— Work to complete —
Repeat the listing below in full, keeping each word as given.

— Records for this exercise —
::::::::::

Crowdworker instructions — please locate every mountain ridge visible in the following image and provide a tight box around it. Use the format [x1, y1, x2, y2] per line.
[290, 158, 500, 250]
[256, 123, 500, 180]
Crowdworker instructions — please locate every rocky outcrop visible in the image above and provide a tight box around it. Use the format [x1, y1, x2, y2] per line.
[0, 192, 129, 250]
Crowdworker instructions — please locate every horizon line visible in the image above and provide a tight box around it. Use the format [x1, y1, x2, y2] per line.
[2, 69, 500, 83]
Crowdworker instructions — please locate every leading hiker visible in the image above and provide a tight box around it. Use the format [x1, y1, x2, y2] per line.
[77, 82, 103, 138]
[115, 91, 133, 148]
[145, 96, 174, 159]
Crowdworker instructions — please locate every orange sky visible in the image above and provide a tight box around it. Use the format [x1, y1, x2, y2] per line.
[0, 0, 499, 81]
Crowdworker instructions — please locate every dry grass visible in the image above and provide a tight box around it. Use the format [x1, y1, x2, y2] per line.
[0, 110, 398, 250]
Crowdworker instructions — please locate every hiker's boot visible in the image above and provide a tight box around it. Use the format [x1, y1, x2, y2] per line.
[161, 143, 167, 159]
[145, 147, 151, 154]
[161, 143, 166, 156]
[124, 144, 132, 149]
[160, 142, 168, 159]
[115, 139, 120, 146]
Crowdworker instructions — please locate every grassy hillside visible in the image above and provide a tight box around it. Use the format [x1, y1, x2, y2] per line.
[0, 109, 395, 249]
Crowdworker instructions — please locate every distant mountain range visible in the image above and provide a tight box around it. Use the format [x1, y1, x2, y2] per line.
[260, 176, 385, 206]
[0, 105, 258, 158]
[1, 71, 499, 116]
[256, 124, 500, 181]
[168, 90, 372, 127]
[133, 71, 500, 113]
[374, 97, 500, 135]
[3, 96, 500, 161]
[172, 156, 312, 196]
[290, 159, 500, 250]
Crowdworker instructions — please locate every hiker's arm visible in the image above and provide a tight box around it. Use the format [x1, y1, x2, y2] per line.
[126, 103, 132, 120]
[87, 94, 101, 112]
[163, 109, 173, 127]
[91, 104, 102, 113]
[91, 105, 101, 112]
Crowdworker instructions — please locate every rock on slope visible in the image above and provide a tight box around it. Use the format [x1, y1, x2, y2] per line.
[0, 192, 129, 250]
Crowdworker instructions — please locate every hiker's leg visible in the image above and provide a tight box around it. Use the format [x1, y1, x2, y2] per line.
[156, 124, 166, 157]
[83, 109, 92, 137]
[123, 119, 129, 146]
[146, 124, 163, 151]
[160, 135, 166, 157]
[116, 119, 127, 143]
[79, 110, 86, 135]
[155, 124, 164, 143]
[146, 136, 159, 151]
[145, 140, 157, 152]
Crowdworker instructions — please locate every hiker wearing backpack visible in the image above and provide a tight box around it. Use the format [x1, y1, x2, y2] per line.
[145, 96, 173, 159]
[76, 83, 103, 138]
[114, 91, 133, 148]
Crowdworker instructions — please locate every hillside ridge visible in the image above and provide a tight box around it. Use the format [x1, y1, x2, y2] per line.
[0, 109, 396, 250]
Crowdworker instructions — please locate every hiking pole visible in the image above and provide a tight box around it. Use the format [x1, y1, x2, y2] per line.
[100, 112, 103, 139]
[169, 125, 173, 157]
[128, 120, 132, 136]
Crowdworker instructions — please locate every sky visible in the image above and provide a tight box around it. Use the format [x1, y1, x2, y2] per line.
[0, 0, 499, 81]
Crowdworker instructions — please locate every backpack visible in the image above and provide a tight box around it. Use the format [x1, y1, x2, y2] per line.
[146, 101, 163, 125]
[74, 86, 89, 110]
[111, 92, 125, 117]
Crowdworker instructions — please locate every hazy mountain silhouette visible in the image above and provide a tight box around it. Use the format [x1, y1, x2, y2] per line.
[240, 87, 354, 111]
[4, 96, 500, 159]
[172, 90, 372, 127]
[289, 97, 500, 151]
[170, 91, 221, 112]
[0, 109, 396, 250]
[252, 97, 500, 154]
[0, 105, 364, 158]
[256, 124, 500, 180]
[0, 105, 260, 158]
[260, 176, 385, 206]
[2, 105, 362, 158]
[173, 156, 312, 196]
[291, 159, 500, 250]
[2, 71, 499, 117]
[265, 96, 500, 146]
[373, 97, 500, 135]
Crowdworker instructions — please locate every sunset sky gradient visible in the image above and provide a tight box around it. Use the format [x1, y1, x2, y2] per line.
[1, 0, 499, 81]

::::::::::

— Response box —
Crowdworker instructions — please locate every mountain ridge visible in the following image and provide a tight box around it. Use the format [x1, y1, x2, y2] per line.
[290, 158, 500, 250]
[256, 123, 500, 180]
Crowdworker instructions — please locate every rocky outcrop visible in the image above and provide a tight box around it. Use the format [x1, y1, x2, y2] per line.
[0, 192, 129, 250]
Crowdworker instructions — please locate every horizon line visible in the image above and provide a tight box around it. Use the format [x1, y1, x2, y2] per line.
[2, 69, 500, 83]
Crowdworker instructions — please locate every leading hiker visible in the image above and provide a tight box around it. Use the format [x1, y1, x2, y2] per line.
[77, 82, 103, 138]
[115, 91, 133, 148]
[145, 96, 174, 159]
Crowdworker instructions — please locate every orange sky visible in the image above and provide a tight box around it. Use the format [x1, y1, x2, y2] per line.
[0, 0, 499, 81]
Crowdworker instructions — please locate every dry grass visible in the image above and provide a tight box around it. Use the format [x1, y1, x2, y2] per line.
[0, 110, 398, 250]
Crowdworker instructions — please locate every hiker's boot visible in the image above and provide a tight box around it. Use the format [x1, y1, x2, y2] per line.
[161, 143, 167, 159]
[145, 147, 151, 154]
[161, 143, 166, 156]
[124, 144, 132, 149]
[160, 142, 168, 159]
[115, 139, 120, 146]
Crowdworker instructions — please locate every grassy hillside visible in the image above and provide a tight box around it. Use the format [x1, y1, x2, y2] per line.
[0, 109, 395, 249]
Crowdworker instructions — please locate every distant mountain range visible in the image above and provide a tight box around it. Use the format [x1, y1, x2, y2] per line.
[260, 176, 385, 206]
[0, 105, 258, 158]
[1, 71, 499, 116]
[256, 124, 500, 181]
[168, 90, 372, 127]
[133, 71, 500, 113]
[374, 97, 500, 135]
[3, 96, 500, 161]
[172, 156, 312, 196]
[290, 159, 500, 250]
Crowdworker instructions — please locate every hiker's arm visible in the image above and provide a tight box around it. Use the format [x1, y1, x2, y2] per line.
[126, 103, 132, 120]
[87, 94, 101, 112]
[163, 109, 173, 127]
[91, 104, 102, 113]
[91, 105, 101, 112]
Crowdworker instructions — please locate every rock on slope visible in the image above and provide a tight box around it. Use the format [x1, y1, x2, y2] per line.
[0, 192, 129, 250]
Crowdworker instructions — please locate every hiker's leg visible in the image above and provide a tight box around it. Use the format [x1, y1, x2, y2] per line.
[156, 124, 166, 157]
[83, 109, 92, 137]
[123, 119, 129, 146]
[146, 124, 163, 151]
[160, 135, 166, 157]
[116, 119, 127, 143]
[79, 110, 86, 135]
[155, 124, 164, 143]
[146, 136, 159, 151]
[145, 140, 157, 152]
Crowdworker instructions — please locate every hiker wearing backpack visible in the image above and provide a tight box around it. Use the format [x1, y1, x2, y2] per line.
[145, 96, 173, 159]
[76, 83, 103, 138]
[114, 91, 133, 148]
Crowdworker instructions — please locate every hillside ridge visible in the image above and provide a tight box around it. Use the format [x1, y1, x2, y2] per line.
[0, 109, 396, 250]
Crowdworker instructions — please locate every hiking pole visible in the image above and provide a tight box around it. Use the format [x1, y1, x2, y2] per line.
[100, 112, 103, 139]
[169, 125, 173, 157]
[128, 120, 132, 136]
Crowdworker instructions — please locate every sky visible in the image above and provide a tight box around it. Use the format [x1, y1, x2, y2] per line.
[0, 0, 499, 81]
Crowdworker instructions — please locate every backpack visible in the image above and provide a tight box around it. Use the format [x1, y1, x2, y2] per line.
[146, 101, 163, 125]
[74, 86, 89, 110]
[111, 92, 125, 117]
Crowdworker instructions — please locate every hazy mountain silhouette visible in the image above and provide a tight box around it. Use the format [x1, y1, x2, y2] per line.
[240, 87, 354, 111]
[4, 96, 500, 159]
[172, 90, 372, 127]
[289, 97, 500, 151]
[170, 91, 221, 112]
[0, 109, 396, 250]
[252, 97, 500, 154]
[0, 105, 364, 158]
[256, 124, 500, 180]
[0, 105, 260, 158]
[260, 176, 385, 206]
[2, 105, 362, 158]
[173, 156, 312, 196]
[291, 159, 500, 250]
[2, 71, 499, 117]
[265, 96, 500, 146]
[373, 97, 500, 135]
Crowdworker instructions — please locate every sunset sky gradient visible in the image above and provide a tight box around it. Use the format [x1, y1, x2, y2] per line.
[1, 0, 499, 81]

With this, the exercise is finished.